* Extrait du texte:
☆ ☆ ☆ ☆ ☆

4 novembre 2024
Une molécule du cannabis efficace contre la levure qui cause le muguet buccal et certaines infections vaginales
Le cannabidiol freine radicalement la croissance in vitro de Candida albicans, le microorganisme responsable de la plupart des infections à Candida chez l'humain
Pourrons-nous un jour traiter le muguet buccal ou les infections vaginales à levures à l'aide de produits contenant du cannabidiol, une molécule présente dans le cannabis? La chose n'est pas impossible, si l'on en juge par les résultats d'une étude publiée dans le Canadian Journal of Microbiology par une équipe de recherche dirigée par le professeur Mahmoud Rouabhia, de la Faculté de médecine dentaire de l'Université Laval.
Rappelons que le muguet buccal et les infections vaginales à levures sont causés par des microorganismes du genre Candida, dont le plus courant est Candida albicans. «Cette levure est présente chez 70% à 90% de la population, souligne Mahmoud Rouabhia. En conditions normales, elle ne cause pas de tort à son hôte. En revanche, chez les bébés et chez les personnes dont le système immunitaire est perturbé ou affaibli, C. albicans peut proliférer et causer des infections, appelées candidoses, qui touchent les muqueuses de la bouche, mais aussi la peau, le système digestif et les organes génitaux. Dans de rares cas, C. albicans peut s'infiltrer dans le sang et causer une infection systémique qui pose des risques importants pour la santé. Environ 40% des personnes chez qui cela se produit en meurent.»
Pour soigner les candidoses, les médecins font appel à des antifongiques. «Ces produits peuvent avoir d'importants effets secondaires. De plus, depuis quelques années, des souches résistantes sont apparues. Comme il faut trouver des solutions de remplacement, nous avons eu l'idée d'évaluer le potentiel du cannabidiol, aussi connu sous le nom de CBD, contre C. albicans», explique le professeur Rouabhia, qui réalise ses travaux au sein du Groupe de recherche en écologie buccale de l'Université Laval et du Centre de recherche du CHU de Québec – Université Laval.

☆ ☆ ☆ ☆ ☆

* Données brutes:
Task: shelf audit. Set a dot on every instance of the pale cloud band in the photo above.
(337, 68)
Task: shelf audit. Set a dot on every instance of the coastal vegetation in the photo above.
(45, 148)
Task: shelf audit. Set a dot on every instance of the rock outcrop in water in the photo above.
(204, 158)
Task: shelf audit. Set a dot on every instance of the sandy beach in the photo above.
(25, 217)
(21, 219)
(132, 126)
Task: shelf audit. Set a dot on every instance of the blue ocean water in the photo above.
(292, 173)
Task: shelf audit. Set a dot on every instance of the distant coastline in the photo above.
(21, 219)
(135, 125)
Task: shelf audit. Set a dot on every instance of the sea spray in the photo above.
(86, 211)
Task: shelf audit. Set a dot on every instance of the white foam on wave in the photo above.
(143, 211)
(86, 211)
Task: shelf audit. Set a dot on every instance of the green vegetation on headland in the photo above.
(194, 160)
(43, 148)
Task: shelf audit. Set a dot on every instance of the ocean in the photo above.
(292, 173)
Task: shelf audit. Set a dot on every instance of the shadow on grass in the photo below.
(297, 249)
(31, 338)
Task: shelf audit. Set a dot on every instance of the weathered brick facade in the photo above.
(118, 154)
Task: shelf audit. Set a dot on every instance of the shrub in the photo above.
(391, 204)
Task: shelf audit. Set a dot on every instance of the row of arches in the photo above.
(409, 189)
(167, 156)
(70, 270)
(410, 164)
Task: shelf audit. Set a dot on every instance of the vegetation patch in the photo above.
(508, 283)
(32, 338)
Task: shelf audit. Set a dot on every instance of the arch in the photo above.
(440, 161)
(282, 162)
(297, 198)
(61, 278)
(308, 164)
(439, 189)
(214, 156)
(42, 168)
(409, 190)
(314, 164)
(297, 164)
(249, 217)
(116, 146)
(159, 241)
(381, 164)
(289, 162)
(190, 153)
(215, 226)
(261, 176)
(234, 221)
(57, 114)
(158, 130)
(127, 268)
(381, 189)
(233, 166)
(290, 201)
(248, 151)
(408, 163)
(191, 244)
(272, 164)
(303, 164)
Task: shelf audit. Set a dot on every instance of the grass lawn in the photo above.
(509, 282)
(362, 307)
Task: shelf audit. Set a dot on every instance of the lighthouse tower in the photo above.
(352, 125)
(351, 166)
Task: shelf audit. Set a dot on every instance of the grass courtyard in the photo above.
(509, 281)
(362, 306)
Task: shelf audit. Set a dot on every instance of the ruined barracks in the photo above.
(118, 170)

☆ ☆ ☆ ☆ ☆

* Activités:
1. D'après l'extrait, quelle proportion de la population porte la levure Candida albicans ?
2. Recopiez mot pour mot le passage de l'extrait qui va de « 4 novembre 2024 » à « de l'Université Laval. ».
Appuyez-vous uniquement sur l'extrait.

* Réponses dans l'ordre:
1. De 70 % à 90 % de la population.

2.
4 novembre 2024
Une molécule du cannabis efficace contre la levure qui cause le muguet buccal et certaines infections vaginales
Le cannabidiol freine radicalement la croissance in vitro de Candida albicans, le microorganisme responsable de la plupart des infections à Candida chez l'humain
Pourrons-nous un jour traiter le muguet buccal ou les infections vaginales à levures à l'aide de produits contenant du cannabidiol, une molécule présente dans le cannabis? La chose n'est pas impossible, si l'on en juge par les résultats d'une étude publiée dans le Canadian Journal of Microbiology par une équipe de recherche dirigée par le professeur Mahmoud Rouabhia, de la Faculté de médecine dentaire de l'Université Laval.